§ Input material
────────
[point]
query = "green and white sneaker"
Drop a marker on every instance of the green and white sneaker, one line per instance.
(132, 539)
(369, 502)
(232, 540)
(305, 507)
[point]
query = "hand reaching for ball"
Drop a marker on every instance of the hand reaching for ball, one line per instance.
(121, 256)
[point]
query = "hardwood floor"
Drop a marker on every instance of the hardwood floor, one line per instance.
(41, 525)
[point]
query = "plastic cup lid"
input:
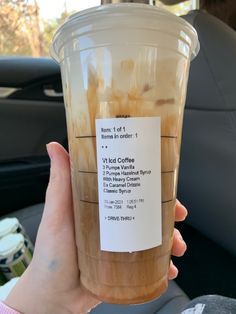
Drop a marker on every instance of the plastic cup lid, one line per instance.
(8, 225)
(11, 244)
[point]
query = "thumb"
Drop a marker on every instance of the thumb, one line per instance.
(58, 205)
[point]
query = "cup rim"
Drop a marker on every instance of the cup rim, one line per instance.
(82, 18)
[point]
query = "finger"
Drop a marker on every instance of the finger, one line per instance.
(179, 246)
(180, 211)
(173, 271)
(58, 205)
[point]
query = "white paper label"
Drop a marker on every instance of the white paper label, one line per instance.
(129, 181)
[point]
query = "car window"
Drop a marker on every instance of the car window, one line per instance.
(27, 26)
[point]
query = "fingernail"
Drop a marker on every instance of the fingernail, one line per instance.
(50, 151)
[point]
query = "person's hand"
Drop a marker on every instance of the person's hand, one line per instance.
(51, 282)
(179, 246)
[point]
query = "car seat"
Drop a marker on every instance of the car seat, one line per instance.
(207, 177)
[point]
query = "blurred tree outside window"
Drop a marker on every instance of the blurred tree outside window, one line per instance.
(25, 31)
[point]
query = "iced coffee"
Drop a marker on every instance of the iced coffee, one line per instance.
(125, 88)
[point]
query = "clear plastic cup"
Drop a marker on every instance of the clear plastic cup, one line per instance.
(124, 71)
────────
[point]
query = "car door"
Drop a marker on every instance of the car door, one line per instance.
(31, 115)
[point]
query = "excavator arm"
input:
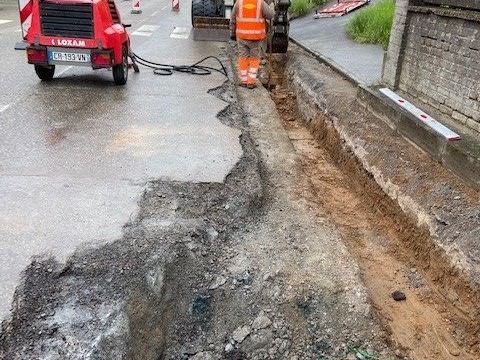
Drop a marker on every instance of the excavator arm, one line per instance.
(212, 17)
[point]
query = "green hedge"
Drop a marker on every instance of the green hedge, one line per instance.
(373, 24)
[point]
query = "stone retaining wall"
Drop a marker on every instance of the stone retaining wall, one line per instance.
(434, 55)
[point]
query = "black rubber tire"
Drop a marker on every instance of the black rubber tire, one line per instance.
────────
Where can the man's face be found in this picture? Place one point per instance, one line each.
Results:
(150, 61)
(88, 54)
────────
Across the records, count each line that holds the string "rubber". Respond with the number only.

2